— Start —

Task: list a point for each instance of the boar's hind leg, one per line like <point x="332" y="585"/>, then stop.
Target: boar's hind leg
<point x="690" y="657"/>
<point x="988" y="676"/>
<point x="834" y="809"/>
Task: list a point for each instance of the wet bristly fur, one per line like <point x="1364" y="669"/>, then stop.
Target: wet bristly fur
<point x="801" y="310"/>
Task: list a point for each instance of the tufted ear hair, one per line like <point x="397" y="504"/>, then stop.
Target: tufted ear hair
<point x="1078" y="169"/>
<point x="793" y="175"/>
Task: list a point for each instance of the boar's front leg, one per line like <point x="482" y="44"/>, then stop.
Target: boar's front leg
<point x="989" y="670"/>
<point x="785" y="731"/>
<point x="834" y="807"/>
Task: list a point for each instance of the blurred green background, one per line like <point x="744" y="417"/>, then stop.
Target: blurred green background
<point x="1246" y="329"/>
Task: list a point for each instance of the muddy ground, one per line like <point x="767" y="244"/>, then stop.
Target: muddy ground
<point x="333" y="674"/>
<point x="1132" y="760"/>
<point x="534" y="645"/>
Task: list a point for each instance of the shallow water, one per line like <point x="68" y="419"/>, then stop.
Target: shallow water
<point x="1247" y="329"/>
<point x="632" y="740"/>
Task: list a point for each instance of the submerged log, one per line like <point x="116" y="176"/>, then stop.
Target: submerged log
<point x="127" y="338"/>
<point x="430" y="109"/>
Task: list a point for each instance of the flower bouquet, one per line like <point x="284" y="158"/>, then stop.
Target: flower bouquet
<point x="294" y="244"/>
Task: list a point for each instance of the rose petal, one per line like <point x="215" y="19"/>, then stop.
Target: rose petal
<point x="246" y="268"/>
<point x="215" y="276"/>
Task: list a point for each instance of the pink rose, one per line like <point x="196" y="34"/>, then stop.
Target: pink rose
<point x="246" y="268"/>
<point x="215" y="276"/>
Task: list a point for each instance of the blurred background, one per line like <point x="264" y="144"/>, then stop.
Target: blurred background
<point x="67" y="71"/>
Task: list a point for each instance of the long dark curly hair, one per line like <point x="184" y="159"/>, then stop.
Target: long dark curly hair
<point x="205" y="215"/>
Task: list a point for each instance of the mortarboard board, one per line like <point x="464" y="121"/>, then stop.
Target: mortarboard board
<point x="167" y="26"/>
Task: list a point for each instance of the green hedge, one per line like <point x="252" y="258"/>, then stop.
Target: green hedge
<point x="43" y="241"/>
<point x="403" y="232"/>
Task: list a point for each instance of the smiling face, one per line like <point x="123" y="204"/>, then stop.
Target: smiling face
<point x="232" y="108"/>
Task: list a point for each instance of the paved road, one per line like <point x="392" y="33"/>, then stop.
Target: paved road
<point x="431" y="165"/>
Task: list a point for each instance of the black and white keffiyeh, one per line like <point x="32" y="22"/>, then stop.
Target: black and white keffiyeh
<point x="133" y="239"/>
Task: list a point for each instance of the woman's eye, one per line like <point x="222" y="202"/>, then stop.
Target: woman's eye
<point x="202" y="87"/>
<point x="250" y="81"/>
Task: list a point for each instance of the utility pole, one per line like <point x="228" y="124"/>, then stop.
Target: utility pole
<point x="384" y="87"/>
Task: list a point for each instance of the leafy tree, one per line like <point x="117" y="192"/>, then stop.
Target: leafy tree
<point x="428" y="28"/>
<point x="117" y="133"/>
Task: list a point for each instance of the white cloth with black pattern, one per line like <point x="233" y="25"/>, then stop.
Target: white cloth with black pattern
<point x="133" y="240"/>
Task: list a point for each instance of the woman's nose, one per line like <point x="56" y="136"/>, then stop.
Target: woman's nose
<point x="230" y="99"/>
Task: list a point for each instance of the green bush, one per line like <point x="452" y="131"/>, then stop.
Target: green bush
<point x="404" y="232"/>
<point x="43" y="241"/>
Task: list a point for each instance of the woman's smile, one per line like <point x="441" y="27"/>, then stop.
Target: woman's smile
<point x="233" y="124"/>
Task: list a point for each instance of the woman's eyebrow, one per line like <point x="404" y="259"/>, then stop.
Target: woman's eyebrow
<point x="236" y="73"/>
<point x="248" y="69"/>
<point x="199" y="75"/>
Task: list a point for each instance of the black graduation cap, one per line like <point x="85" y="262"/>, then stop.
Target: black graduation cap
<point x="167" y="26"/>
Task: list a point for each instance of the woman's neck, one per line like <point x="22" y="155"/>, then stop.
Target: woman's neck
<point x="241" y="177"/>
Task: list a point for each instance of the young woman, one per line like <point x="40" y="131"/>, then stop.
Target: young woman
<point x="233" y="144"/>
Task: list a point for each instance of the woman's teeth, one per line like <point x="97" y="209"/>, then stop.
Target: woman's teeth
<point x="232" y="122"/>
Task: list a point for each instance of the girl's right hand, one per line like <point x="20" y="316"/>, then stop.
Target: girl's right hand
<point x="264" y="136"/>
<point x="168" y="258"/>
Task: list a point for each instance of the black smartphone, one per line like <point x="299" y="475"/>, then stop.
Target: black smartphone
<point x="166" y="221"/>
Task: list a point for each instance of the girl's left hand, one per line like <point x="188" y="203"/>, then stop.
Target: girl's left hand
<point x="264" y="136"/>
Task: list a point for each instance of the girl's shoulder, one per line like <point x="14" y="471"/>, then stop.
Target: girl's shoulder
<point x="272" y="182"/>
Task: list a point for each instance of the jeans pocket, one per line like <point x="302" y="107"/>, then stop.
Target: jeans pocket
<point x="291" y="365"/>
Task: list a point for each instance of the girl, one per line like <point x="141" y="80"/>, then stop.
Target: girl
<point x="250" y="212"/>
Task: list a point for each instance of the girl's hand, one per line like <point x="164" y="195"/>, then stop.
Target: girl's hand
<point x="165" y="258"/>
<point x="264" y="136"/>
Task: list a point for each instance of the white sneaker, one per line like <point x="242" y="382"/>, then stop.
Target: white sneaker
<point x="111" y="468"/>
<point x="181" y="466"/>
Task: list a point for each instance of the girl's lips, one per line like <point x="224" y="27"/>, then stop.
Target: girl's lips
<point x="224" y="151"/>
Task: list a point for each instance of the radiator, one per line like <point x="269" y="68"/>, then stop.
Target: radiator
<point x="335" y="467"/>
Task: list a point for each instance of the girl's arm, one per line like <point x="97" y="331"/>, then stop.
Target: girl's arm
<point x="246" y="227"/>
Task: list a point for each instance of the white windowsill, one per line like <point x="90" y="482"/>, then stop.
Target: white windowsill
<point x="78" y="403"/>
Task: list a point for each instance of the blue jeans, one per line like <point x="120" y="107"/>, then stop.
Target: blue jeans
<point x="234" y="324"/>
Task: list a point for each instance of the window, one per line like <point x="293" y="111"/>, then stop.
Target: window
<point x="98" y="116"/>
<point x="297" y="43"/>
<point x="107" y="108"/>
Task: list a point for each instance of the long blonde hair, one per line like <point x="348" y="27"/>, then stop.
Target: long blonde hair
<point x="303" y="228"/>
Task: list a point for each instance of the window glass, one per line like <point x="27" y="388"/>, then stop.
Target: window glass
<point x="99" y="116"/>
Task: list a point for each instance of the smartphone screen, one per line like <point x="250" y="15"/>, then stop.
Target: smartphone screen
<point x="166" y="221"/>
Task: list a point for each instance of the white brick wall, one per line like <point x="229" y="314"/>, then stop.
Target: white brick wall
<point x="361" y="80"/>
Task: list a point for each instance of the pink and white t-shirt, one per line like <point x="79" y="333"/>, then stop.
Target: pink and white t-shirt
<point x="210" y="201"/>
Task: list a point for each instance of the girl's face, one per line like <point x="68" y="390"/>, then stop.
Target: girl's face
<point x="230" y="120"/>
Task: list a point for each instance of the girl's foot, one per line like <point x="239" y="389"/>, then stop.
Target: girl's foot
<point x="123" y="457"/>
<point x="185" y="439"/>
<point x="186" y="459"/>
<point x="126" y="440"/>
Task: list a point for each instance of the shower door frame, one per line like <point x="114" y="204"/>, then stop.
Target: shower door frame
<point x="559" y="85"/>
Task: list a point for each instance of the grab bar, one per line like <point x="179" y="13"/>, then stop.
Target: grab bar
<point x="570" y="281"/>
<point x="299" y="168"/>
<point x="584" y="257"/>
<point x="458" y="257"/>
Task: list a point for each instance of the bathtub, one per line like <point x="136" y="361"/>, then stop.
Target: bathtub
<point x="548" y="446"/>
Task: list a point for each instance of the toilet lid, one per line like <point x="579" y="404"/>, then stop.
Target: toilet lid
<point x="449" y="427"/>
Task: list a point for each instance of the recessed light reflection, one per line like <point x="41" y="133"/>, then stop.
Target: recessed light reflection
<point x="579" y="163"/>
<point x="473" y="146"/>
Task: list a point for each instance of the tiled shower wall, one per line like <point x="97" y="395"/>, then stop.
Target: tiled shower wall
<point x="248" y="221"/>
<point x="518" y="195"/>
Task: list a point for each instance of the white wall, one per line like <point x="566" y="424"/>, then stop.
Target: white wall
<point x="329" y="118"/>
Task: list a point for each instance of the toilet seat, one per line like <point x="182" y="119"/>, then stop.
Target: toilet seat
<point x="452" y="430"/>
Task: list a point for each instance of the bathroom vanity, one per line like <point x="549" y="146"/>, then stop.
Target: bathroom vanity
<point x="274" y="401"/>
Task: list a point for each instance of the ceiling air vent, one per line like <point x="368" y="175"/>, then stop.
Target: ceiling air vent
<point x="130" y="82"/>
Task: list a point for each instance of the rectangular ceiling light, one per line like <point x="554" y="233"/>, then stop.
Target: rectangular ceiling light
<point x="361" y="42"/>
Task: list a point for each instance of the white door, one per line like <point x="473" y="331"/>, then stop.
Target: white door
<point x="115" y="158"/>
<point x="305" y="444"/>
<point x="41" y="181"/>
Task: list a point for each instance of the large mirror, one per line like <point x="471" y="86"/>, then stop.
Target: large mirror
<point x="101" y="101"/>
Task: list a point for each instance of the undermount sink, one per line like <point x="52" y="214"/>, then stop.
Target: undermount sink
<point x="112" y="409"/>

— End —

Exercise objective:
Reproduce the lines word for word, starting at the one holding "white wall, one" and ending at the final line of the material above.

Final result:
Task: list a point for each instance of the white wall, one per line like <point x="566" y="424"/>, then stop.
Target: white wall
<point x="329" y="118"/>
Task: list a point for each instance of the toilet seat, one per line like <point x="182" y="119"/>, then stop.
Target: toilet seat
<point x="452" y="430"/>
Task: list a point for each instance of the bathroom vanity, one per line like <point x="549" y="146"/>, then stop.
Target: bathroom vanity
<point x="274" y="401"/>
Task: list a point for each instance of the ceiling air vent, one per line like <point x="368" y="175"/>, then stop.
Target: ceiling air vent
<point x="130" y="82"/>
Task: list a point for each instance of the rectangular ceiling light, one per line like <point x="554" y="233"/>, then stop.
Target: rectangular ceiling light
<point x="361" y="42"/>
Task: list a point for each instance of the white door, one per line like <point x="473" y="331"/>, then stop.
Target: white door
<point x="115" y="158"/>
<point x="305" y="444"/>
<point x="41" y="181"/>
Task: list a point for each instance of the large mirror, one per line like <point x="471" y="86"/>, then stop.
Target: large mirror
<point x="101" y="101"/>
Task: list a point for each instance of the undermount sink, one per line like <point x="52" y="214"/>, then stop.
Target: undermount sink
<point x="112" y="409"/>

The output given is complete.